(DATA FOR THE TASK):

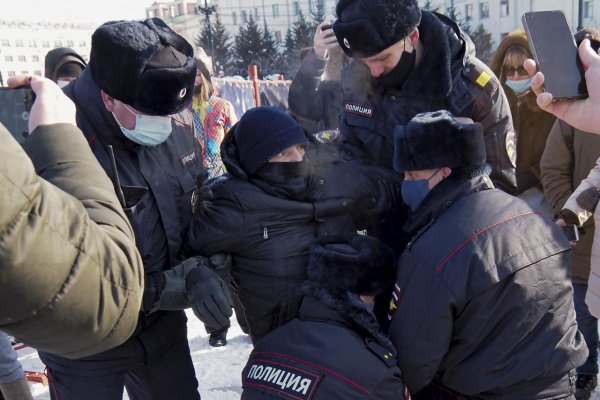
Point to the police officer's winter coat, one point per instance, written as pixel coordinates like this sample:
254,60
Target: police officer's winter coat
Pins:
448,77
157,183
333,350
269,234
315,102
483,301
72,282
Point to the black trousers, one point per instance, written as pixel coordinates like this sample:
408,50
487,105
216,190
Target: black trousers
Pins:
170,376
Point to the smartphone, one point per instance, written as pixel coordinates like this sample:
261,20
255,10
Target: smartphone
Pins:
554,50
571,232
15,105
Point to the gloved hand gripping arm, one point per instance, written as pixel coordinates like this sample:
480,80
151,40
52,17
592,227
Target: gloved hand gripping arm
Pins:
191,283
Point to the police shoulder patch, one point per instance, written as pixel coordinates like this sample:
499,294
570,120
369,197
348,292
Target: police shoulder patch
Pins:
482,77
282,380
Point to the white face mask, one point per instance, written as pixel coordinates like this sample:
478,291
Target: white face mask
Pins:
150,130
61,83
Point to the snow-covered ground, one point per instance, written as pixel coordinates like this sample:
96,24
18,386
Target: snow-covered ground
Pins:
218,369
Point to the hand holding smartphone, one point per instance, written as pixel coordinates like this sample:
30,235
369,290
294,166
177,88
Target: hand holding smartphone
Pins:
15,105
554,50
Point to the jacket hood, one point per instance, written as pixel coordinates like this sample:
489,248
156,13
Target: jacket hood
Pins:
58,57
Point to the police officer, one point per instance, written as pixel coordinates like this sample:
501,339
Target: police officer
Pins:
130,105
483,289
408,61
334,349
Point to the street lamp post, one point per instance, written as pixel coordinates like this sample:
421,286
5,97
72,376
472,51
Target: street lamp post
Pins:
580,22
207,11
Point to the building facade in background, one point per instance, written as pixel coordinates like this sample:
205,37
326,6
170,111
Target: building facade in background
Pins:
500,17
24,45
184,18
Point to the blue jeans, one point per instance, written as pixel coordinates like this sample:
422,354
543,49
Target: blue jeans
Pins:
588,326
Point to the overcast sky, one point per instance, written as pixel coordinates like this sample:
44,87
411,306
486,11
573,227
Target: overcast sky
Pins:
73,11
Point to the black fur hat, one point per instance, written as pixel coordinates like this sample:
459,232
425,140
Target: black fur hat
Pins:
361,265
144,64
367,27
436,139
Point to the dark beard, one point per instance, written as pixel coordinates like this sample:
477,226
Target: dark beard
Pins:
283,179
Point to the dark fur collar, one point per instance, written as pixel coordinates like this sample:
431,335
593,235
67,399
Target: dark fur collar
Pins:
353,310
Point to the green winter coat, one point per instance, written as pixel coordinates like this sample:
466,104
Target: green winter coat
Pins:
71,279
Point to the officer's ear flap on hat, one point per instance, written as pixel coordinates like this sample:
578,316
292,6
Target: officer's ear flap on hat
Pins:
438,139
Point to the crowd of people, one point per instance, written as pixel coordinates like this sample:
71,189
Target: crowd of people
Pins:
395,234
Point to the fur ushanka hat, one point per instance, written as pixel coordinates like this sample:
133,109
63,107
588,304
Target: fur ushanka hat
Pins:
144,64
366,27
362,265
436,139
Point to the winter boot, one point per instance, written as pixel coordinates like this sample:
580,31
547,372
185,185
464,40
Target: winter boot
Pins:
17,390
584,386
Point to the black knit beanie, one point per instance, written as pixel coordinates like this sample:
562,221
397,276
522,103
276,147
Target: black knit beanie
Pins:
263,132
367,27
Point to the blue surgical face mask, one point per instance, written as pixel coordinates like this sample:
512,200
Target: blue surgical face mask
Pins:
518,86
414,192
150,130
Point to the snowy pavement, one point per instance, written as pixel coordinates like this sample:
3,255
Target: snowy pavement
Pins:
218,369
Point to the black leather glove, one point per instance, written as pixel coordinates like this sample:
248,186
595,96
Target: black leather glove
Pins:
588,199
209,296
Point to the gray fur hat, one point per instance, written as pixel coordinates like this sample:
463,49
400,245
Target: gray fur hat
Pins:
366,27
144,64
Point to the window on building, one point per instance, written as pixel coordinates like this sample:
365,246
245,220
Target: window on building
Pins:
504,11
588,9
484,10
469,11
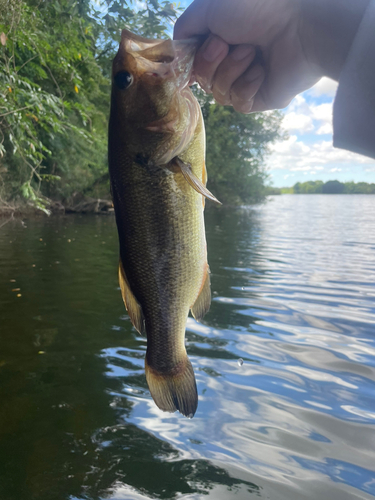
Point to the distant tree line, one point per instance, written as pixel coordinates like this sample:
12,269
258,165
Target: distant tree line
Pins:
55,79
330,187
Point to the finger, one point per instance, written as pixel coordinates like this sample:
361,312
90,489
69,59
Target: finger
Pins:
232,67
193,21
245,89
207,59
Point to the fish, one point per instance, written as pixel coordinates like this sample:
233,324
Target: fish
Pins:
156,156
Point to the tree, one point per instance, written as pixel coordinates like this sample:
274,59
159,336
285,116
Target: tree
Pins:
333,187
54,90
236,147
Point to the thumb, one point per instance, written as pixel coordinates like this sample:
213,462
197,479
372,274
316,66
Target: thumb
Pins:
193,21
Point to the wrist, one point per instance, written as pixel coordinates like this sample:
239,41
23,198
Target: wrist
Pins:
328,29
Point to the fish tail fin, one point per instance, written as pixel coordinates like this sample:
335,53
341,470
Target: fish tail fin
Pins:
175,389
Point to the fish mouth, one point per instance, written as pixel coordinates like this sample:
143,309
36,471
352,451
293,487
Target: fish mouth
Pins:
164,125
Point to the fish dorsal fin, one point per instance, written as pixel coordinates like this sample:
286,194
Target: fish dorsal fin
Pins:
193,180
203,302
132,305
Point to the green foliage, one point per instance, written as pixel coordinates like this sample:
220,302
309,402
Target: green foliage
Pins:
331,187
54,90
309,187
56,60
236,147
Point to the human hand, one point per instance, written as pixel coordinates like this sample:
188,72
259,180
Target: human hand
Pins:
300,41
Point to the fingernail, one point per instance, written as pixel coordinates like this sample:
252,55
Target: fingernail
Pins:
253,74
242,51
214,48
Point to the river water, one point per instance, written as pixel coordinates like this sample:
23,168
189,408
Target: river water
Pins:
293,285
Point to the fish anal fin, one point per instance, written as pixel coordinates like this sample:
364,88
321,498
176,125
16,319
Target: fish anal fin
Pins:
203,301
193,180
132,305
175,389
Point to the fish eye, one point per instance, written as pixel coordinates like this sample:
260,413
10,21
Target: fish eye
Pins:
123,80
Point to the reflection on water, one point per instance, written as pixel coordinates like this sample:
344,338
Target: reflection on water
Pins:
293,296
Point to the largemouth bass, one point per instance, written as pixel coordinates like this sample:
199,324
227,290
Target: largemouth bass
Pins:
158,177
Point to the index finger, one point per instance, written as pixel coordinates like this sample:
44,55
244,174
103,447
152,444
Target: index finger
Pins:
193,21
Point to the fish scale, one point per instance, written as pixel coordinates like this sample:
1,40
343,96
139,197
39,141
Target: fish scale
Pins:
157,172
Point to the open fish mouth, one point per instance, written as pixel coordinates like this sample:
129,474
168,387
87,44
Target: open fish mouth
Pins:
163,125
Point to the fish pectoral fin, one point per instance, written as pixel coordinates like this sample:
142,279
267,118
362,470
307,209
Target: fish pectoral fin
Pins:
175,389
132,305
203,302
193,180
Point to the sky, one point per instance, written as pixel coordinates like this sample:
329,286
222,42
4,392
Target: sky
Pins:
308,154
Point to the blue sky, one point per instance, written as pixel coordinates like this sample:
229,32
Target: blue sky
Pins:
308,154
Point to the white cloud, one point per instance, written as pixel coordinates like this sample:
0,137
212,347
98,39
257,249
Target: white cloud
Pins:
325,86
298,121
322,112
302,117
295,155
325,129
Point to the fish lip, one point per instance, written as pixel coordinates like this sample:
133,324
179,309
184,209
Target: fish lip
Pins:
162,125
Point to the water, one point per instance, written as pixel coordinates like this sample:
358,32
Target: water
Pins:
293,297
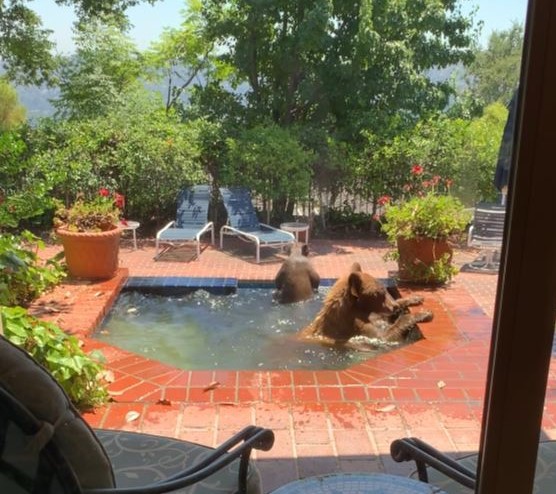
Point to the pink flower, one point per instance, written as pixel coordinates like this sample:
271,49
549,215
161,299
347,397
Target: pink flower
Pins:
417,169
119,200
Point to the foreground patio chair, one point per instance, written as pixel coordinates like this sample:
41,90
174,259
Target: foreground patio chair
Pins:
459,476
46,446
487,233
243,222
191,218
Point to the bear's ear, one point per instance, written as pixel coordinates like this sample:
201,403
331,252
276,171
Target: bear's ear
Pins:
356,268
354,284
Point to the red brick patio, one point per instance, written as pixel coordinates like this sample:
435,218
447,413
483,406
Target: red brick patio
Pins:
324,421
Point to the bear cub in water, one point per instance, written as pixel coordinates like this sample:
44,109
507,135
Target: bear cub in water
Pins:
296,280
360,305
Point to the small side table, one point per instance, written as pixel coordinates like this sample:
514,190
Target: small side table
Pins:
296,228
358,483
131,225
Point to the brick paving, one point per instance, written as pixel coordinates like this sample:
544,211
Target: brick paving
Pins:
324,421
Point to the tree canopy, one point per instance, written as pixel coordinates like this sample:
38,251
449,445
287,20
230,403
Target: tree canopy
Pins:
25,45
494,74
344,65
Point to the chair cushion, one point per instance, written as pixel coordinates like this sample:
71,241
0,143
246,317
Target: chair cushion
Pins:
140,459
33,386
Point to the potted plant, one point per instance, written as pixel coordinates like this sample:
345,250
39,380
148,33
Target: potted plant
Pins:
90,235
421,227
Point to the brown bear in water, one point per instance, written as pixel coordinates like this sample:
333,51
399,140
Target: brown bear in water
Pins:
359,305
296,280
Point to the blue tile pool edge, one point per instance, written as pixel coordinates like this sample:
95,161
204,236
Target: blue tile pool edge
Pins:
169,285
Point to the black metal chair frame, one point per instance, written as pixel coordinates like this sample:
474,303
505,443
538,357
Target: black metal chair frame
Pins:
487,232
52,463
423,454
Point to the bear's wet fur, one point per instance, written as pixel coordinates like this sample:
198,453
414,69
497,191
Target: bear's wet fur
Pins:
360,305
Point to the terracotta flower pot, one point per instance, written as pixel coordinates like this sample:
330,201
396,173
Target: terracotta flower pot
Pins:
418,255
91,255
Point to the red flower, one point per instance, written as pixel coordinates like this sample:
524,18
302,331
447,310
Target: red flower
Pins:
383,200
417,170
119,200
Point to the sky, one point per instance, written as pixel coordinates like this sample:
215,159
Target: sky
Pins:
150,20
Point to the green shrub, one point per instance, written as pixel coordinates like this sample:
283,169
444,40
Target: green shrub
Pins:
78,373
22,278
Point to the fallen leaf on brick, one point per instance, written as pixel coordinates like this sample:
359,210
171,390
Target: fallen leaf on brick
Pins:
107,375
211,386
131,416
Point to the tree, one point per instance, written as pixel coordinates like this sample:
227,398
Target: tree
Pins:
104,69
184,55
11,112
494,75
271,162
25,47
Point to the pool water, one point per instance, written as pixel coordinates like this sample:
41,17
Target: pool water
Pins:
200,330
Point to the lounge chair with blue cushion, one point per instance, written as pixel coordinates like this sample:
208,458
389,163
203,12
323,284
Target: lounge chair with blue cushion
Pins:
47,447
191,219
459,475
243,222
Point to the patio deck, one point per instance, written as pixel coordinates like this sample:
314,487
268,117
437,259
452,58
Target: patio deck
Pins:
324,421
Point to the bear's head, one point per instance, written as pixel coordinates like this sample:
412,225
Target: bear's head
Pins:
367,293
298,249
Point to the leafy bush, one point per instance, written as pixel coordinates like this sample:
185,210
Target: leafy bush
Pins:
272,163
431,216
22,277
138,149
78,373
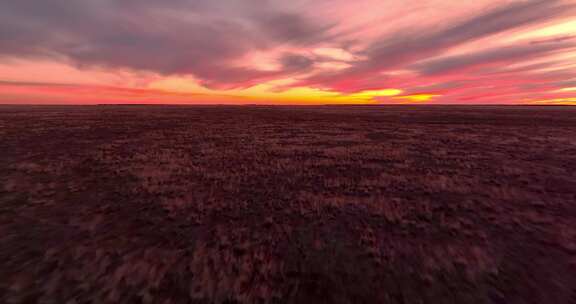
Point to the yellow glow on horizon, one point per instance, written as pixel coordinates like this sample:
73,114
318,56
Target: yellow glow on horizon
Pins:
557,101
417,97
370,94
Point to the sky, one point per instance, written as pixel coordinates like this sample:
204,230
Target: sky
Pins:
288,52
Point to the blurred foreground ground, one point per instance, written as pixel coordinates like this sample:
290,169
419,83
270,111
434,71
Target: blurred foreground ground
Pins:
135,204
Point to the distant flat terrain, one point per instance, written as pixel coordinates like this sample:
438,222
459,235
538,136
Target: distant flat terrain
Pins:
257,204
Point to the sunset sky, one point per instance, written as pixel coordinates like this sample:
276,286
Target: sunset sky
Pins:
288,52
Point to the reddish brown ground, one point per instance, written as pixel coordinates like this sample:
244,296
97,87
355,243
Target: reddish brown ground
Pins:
287,204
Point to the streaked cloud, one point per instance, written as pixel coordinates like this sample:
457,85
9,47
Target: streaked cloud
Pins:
302,51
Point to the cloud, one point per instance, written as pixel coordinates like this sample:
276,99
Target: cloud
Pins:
175,37
410,46
488,57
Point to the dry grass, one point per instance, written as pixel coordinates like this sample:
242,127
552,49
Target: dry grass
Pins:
287,205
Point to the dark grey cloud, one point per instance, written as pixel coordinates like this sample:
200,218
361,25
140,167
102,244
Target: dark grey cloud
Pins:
200,38
407,47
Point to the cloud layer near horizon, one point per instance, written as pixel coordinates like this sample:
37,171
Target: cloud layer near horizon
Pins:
288,51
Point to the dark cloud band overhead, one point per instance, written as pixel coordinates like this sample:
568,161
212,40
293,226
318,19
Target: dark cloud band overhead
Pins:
330,46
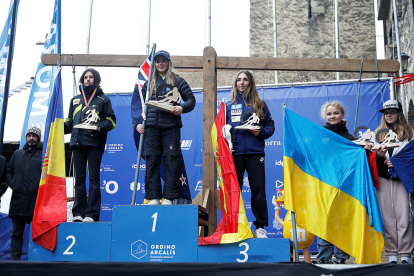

(EXERCISE AIM): Extract each line in the rows above that contains the string "with". Matching is case-sensitive.

(OUTPUT OF THE EXERCISE):
Point to the lounge chair with blue cushion, one point per instance, written as pixel coordinates like this sample:
Target: lounge chair with blue cushion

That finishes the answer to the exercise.